(Beginning of DATA FOR ANALYSIS)

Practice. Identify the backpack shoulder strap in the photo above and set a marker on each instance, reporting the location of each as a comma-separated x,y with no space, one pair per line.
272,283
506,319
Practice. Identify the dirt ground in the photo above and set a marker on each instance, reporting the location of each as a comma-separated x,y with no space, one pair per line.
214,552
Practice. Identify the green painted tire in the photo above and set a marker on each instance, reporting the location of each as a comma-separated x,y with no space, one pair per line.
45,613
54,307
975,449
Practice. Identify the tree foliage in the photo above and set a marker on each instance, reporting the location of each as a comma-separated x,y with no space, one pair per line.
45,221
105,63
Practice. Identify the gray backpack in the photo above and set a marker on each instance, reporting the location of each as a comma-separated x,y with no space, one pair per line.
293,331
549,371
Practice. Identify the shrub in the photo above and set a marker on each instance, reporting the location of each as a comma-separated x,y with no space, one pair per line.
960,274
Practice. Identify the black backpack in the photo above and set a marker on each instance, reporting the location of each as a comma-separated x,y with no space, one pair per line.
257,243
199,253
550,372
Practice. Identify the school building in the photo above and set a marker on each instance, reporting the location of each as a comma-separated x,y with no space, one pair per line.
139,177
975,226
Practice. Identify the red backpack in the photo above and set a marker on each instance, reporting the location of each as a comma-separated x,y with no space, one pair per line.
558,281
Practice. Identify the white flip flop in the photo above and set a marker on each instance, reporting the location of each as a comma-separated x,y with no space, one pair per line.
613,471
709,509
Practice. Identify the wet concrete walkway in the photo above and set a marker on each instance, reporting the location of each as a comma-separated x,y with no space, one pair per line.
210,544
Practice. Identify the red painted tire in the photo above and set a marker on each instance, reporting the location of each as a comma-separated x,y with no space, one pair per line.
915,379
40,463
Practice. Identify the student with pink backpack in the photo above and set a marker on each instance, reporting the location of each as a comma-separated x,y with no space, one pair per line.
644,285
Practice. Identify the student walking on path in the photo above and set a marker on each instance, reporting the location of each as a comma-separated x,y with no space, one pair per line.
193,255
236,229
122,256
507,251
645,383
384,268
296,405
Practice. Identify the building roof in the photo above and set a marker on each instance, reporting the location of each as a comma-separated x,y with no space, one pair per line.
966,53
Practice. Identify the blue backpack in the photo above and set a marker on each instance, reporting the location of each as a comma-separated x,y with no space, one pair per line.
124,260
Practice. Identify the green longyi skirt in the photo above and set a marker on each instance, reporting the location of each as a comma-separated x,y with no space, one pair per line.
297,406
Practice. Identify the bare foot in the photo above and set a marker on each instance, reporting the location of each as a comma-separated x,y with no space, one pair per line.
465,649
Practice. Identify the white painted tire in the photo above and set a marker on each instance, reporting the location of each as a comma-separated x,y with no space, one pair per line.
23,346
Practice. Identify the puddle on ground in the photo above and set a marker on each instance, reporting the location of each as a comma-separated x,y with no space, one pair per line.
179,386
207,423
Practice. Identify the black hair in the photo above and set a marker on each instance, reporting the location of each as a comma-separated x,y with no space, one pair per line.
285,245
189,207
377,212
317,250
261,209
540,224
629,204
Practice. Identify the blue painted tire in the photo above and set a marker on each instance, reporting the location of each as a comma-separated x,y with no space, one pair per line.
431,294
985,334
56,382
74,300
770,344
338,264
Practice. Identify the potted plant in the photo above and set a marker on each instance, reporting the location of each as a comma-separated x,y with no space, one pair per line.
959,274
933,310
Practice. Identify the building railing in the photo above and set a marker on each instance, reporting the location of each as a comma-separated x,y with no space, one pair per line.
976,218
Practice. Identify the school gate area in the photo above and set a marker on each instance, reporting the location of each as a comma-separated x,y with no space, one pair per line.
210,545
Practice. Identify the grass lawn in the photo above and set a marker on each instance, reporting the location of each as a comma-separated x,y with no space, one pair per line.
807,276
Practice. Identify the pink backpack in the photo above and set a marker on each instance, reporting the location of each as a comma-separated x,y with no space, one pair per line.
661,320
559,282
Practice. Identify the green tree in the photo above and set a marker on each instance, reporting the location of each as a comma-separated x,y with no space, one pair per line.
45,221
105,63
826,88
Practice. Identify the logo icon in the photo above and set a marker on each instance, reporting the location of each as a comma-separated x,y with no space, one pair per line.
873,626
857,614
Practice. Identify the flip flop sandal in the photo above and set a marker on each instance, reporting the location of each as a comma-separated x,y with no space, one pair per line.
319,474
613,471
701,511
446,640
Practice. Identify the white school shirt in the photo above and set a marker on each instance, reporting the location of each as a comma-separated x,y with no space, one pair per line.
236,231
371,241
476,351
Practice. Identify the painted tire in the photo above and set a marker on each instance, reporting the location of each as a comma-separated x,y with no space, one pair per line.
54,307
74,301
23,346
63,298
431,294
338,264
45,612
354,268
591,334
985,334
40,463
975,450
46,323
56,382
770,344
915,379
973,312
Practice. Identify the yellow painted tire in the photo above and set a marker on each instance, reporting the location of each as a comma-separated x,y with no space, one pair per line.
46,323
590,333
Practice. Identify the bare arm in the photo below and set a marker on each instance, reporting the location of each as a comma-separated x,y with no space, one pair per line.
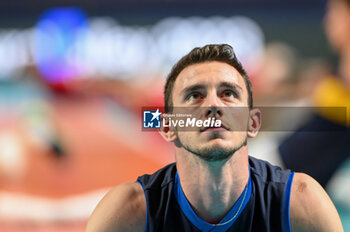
122,209
310,207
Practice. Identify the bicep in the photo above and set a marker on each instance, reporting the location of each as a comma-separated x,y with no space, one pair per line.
311,209
122,209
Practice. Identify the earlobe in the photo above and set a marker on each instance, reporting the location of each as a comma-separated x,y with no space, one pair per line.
168,134
254,123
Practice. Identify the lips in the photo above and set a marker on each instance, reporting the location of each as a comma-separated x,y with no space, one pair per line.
221,128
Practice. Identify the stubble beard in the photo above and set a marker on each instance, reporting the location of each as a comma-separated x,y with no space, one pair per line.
215,153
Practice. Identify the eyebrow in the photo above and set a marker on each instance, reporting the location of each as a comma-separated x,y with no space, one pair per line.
191,88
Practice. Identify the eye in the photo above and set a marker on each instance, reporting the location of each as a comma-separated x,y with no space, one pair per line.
229,94
194,96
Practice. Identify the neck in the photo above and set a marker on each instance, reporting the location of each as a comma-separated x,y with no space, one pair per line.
212,188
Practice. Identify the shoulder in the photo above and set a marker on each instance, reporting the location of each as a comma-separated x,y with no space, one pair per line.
122,209
310,207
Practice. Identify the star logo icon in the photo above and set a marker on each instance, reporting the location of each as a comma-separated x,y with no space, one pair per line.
156,115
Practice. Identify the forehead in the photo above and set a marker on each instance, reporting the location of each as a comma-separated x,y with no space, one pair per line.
209,74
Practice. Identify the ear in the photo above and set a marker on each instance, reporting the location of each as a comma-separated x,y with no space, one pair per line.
168,134
254,123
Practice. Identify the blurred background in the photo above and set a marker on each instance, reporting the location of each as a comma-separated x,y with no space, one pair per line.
73,80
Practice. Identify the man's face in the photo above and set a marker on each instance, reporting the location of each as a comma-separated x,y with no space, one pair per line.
212,89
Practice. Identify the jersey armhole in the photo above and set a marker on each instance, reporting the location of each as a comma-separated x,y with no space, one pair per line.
286,204
146,229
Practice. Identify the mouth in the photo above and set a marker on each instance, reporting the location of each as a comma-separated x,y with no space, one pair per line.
215,129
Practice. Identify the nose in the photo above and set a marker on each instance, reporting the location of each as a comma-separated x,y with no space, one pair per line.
213,106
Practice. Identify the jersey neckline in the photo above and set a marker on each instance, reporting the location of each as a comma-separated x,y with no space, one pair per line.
226,222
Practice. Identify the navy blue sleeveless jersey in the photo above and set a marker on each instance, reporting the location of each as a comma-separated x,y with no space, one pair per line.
262,206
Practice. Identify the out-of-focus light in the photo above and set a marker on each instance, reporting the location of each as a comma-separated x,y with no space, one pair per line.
56,33
65,45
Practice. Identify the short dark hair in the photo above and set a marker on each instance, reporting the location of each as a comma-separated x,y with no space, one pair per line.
212,52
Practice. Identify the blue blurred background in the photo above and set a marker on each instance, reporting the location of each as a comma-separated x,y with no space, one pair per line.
73,79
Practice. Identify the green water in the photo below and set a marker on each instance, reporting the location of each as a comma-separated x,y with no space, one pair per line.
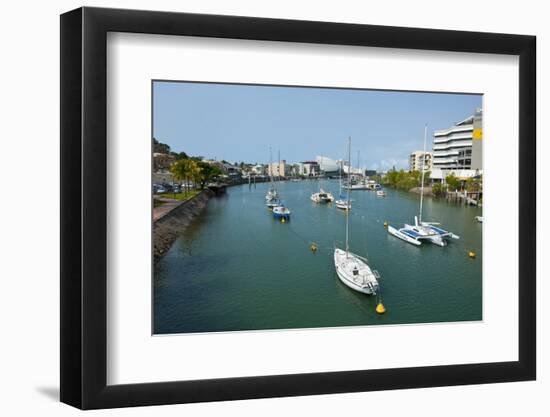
237,268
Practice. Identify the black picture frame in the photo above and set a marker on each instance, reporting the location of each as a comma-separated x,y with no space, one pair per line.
84,207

(End of DATA FOR ANALYSIS)

§ ACTIVITY
The expected answer is the line with "Practice. Identify the jersey neckline" followed by every remaining line of the listing, each restated exactly, with all pictures dropped.

§ EXERCISE RESULT
Practice. Identify the jersey neckline in the photo above and set a marker on each instance, reporting the location of each as a comma-separated x,y with no space, one pair per line.
226,222
Practice. Identify the navy blue sleeveless jersey in the photo above and set a marker on each instance, reporting the location of each as a comma-separated x,y with no space, one pair per line.
262,206
Practice. Identify the out-of-focus light in the photo above and set a marker on each instance, reporting the location of each as a comma-separated x,y with no space, one pair per line.
56,33
65,45
Practice. Identify the short dark hair in the photo above and set a marker on each instance, reporting the location of each as a comma-separated x,y with no space, one pair per line.
212,52
Practice. Identify the blue blurred background in the photo above and set a marker on each instance, reporting the location of each as a comma-separated x,y with no space, one pair per line.
73,79
Practice. Identify the green water in the photo below and set a marker on each instance, reporting the location of each as a comma-separated x,y with no space, one pair per line.
237,268
Practice. Identify the black picture frame in the photo above and set a marker on each instance, reporting the location of each as a comma-separated x,y with no space, one pair per line.
84,207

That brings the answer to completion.